- [Excerpted passage]

ACC Legends: Kenny Dennard of Duke

Feb. 16, 2012

The announcement that he’s an ACC Legend reduced elbow-swinging, joke-cracking, cancer-beating Kenny Dennard to tears. And it gave his wife a perfect rhetorical opening.

“Well now,” Nadine Dennard said, “it’s not just in your own mind.”

Seriously, folks, the former Duke forward is a self-effacing link to two eras in Blue Devil history and a guy with a lot of tales to tell. And you’d better believe he enjoys the opportunity.

Having shot 51 percent from the floor and scored more than 1,000 points over his career, he could make a case for his newfound status on numbers alone. But it’s more fun to quip than to quote stats.

So much fun, in fact, that Dennard’s writing a book, tentatively titled “Back Stories From the Front Lines,” that has a projected publishing date of Dec. 12, 2012.

“That way, I get it out there nine days before the world ends,” he deadpanned, referring to the ancient Mayan calendar that allegedly foretells man’s doom. “I think you can read it in nine days.”

The book itself has a backstory. Eighteen months ago, Dennard met Supreme Court Justice Samuel Alito, whose son attends Duke, at a football game tailgate party. Alito was the guy who encouraged the project.

- [What this exercise asks]
a: Name every person identified by name in the article on Kenny Dennard.
b: Pick up the article on Kenny Dennard right after its final sentence and write the next few paragraphs.

- [Data for review]
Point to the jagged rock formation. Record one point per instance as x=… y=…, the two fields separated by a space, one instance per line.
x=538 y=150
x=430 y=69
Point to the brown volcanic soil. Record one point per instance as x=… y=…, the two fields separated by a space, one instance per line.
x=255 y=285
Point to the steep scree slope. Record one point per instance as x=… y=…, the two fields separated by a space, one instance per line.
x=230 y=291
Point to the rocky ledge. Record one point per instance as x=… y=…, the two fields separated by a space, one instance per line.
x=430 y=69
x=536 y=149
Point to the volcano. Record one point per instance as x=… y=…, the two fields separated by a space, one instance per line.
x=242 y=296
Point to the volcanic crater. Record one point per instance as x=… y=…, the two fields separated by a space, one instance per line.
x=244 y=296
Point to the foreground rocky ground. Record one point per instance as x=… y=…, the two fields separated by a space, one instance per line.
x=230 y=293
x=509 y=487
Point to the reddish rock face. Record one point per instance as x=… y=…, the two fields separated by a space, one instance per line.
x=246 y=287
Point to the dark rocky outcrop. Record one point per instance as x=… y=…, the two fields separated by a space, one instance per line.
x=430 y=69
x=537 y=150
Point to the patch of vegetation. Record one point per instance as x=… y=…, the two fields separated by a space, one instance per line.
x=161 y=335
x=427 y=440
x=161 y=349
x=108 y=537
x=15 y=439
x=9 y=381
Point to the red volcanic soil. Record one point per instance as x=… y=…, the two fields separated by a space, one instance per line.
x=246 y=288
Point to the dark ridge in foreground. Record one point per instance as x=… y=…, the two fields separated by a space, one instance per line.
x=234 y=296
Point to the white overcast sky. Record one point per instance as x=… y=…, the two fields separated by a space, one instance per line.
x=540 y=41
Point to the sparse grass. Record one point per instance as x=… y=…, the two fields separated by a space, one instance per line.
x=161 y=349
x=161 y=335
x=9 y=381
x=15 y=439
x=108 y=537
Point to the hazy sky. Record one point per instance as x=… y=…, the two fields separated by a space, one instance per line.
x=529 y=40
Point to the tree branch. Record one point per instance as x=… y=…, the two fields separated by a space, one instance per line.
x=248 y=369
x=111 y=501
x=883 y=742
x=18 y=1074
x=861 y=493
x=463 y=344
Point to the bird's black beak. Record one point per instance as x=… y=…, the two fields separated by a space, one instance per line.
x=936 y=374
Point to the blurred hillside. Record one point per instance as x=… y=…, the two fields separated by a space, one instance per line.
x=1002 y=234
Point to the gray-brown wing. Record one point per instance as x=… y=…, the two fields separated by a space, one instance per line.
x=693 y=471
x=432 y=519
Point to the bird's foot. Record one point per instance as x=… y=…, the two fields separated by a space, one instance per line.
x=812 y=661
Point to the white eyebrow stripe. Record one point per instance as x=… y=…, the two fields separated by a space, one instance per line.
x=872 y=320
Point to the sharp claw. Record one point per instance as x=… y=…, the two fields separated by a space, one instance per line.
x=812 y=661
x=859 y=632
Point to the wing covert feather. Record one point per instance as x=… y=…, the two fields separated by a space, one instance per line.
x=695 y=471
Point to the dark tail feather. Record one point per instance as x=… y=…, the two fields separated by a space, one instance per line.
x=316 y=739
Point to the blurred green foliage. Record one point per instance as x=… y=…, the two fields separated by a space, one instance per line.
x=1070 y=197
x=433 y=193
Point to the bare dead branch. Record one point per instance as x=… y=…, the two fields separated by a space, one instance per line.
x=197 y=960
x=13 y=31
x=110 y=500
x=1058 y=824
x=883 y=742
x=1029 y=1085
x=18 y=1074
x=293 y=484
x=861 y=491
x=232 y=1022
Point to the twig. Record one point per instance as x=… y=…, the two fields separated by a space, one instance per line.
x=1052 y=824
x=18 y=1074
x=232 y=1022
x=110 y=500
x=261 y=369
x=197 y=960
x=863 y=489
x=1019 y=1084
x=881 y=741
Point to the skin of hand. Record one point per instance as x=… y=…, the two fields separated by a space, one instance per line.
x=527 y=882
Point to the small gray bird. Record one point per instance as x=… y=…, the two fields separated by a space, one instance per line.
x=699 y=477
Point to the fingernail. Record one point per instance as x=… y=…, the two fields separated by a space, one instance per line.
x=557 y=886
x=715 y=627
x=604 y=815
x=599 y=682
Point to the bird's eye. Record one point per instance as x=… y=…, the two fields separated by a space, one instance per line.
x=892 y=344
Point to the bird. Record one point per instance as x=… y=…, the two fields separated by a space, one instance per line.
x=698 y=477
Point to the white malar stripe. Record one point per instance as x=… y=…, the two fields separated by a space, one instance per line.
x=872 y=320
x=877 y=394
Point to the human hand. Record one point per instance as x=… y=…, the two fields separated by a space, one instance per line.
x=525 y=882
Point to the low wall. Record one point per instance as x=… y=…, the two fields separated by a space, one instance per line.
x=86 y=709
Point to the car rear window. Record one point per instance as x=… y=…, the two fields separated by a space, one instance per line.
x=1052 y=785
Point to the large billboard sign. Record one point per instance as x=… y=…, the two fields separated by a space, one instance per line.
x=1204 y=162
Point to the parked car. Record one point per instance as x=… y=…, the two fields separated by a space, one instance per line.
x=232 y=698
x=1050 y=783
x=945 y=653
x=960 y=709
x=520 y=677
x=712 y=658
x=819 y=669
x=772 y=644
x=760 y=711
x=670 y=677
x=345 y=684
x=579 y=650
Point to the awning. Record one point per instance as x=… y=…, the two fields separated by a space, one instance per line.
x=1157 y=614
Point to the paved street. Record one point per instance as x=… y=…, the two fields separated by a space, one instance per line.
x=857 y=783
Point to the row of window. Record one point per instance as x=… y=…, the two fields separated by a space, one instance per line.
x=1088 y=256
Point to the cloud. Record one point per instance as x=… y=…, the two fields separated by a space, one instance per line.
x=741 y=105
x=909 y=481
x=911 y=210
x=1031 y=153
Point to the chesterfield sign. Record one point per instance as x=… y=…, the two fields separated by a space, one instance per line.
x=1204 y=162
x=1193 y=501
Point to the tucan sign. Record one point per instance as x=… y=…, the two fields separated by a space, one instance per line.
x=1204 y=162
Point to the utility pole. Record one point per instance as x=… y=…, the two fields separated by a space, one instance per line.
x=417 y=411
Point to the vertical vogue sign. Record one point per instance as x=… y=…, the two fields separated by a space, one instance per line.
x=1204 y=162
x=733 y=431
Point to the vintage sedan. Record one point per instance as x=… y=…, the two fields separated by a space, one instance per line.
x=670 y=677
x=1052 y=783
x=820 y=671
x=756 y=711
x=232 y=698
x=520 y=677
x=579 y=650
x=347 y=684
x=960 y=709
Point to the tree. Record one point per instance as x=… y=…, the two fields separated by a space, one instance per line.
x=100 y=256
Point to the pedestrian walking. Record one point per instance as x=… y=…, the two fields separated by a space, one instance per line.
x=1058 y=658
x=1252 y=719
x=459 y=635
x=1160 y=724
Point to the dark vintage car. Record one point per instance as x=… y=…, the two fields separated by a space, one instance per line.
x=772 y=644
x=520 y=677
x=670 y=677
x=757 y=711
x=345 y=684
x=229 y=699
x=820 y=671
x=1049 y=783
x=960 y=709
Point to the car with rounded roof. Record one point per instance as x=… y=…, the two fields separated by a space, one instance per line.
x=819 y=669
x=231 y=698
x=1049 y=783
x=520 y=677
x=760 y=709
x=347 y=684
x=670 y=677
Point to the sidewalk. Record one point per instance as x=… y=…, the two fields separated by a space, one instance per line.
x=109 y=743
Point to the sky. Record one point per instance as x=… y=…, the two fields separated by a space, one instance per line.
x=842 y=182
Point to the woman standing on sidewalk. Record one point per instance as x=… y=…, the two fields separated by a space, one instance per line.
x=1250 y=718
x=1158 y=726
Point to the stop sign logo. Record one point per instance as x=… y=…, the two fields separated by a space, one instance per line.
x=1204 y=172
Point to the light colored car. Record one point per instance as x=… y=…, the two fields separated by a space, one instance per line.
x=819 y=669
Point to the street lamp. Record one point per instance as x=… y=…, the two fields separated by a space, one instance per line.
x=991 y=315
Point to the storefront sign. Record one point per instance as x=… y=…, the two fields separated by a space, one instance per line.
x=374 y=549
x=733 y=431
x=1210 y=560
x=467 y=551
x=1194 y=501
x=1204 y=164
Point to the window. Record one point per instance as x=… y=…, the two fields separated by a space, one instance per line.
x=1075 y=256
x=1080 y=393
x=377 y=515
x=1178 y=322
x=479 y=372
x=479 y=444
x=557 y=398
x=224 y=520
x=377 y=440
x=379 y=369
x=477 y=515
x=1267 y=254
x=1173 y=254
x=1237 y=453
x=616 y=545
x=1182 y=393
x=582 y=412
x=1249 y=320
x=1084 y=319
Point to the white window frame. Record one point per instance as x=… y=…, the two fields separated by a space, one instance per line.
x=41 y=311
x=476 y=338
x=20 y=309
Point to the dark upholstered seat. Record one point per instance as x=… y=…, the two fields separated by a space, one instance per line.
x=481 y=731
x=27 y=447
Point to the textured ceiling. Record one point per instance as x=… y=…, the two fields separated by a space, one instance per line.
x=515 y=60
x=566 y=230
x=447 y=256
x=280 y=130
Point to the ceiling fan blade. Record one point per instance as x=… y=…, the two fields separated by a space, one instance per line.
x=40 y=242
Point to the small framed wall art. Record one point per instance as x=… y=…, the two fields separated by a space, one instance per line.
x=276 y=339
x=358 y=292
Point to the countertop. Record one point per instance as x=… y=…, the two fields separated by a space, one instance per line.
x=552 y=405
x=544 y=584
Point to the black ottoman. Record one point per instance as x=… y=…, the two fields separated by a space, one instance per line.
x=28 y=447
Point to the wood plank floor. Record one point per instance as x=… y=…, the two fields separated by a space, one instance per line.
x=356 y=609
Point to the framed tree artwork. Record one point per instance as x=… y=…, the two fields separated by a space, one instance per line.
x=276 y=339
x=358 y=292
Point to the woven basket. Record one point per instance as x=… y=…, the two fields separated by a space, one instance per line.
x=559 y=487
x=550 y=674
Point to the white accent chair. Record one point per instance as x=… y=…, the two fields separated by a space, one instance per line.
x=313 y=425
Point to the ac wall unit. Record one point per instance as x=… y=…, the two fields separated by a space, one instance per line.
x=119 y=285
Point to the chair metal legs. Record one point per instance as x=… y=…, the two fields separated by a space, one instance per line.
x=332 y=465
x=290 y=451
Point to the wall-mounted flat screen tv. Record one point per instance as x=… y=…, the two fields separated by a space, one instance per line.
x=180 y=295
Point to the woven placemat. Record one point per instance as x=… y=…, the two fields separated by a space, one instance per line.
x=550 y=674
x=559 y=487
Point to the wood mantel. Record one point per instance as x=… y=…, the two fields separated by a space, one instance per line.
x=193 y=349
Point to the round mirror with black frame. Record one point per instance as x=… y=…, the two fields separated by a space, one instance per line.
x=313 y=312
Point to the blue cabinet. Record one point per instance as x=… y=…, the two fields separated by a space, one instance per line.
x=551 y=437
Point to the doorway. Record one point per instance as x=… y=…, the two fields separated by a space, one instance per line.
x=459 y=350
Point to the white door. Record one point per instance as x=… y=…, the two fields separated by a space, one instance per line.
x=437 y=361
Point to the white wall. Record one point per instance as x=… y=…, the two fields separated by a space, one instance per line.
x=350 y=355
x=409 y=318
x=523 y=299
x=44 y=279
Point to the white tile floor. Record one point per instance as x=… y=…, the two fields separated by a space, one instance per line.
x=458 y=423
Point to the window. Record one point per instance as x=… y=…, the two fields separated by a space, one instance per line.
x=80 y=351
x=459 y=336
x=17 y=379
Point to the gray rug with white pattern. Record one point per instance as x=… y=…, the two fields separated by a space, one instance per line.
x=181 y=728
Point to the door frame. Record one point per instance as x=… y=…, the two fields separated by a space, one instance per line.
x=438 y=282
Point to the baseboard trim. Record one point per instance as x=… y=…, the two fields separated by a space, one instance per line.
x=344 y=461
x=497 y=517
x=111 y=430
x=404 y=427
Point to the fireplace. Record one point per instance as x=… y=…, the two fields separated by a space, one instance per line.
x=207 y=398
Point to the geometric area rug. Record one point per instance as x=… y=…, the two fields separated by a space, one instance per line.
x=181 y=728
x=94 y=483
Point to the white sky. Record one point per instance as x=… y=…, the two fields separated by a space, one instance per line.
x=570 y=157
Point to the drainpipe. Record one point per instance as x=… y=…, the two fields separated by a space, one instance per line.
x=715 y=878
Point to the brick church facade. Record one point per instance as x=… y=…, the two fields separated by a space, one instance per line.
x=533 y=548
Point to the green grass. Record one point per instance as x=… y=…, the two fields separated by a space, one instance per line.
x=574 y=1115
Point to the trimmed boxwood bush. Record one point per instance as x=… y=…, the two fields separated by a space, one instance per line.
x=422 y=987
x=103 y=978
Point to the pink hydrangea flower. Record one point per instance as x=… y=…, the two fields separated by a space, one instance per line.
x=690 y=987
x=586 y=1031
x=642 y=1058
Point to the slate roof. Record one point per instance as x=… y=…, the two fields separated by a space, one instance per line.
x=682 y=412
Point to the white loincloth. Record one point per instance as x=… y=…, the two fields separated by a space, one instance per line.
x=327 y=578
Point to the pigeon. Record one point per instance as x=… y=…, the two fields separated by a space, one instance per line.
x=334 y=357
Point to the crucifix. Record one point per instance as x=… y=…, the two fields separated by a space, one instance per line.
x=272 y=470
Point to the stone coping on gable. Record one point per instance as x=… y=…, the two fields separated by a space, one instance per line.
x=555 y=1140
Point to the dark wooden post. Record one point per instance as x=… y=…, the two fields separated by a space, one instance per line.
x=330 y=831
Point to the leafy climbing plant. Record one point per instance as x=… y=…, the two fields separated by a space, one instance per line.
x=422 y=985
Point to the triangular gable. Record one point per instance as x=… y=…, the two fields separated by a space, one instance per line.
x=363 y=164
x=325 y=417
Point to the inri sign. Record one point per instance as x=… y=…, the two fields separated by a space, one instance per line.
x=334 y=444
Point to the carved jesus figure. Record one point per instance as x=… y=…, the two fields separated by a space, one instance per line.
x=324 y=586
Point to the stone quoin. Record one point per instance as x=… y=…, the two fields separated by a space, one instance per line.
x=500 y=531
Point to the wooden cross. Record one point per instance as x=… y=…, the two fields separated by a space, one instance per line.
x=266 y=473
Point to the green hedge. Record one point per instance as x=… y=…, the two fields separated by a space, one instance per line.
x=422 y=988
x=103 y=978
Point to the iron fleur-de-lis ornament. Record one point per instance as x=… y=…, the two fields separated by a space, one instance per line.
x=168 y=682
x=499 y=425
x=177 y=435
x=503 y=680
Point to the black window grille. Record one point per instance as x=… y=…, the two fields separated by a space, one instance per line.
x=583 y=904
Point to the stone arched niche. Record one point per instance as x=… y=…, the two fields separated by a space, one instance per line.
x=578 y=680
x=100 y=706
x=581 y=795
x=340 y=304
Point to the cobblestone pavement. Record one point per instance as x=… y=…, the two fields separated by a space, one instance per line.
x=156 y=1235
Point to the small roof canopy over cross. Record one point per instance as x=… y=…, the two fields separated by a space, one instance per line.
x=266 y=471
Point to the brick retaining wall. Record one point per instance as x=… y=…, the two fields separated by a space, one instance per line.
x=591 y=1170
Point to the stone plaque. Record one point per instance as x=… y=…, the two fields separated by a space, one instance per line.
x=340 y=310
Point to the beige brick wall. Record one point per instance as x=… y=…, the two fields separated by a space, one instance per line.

- [Task-by-task results]
a: Kenny Dennard, Nadine Dennard, Samuel Alito

b:
Dennard came to Duke from a relatively unlikely place, King, N.C. And if not king of the hoops universe, he was at least a prince and a jester. As a freshman, he helped the Blue Devils to the NCAA championship game. After Dennard’s junior season, coach Bill Foster surprised the masses by taking the job at South Carolina.

In came this 33-year-old guy from Chicago with the challenging last name. By timing, seniority and leadership, Dennard and Gene Banks became the captains of Mike Krzyzewski’s first Duke team.

“Gene and I had more dog years together than he did as far as experience at Duke was concerned,” Dennard said. “It was an interesting time. It was a risk for everybody. It could have gone either way.”

The Coach K era began with a 17-13 record that was followed by consecutive losing campaigns. But while some may have wondered, Dennard was a believer, having seen the coach’s adaptability.

“I had a great year with him,” the player said. “He didn’t come in like some heavy-handed guy, and I give him a lot of credit for that.”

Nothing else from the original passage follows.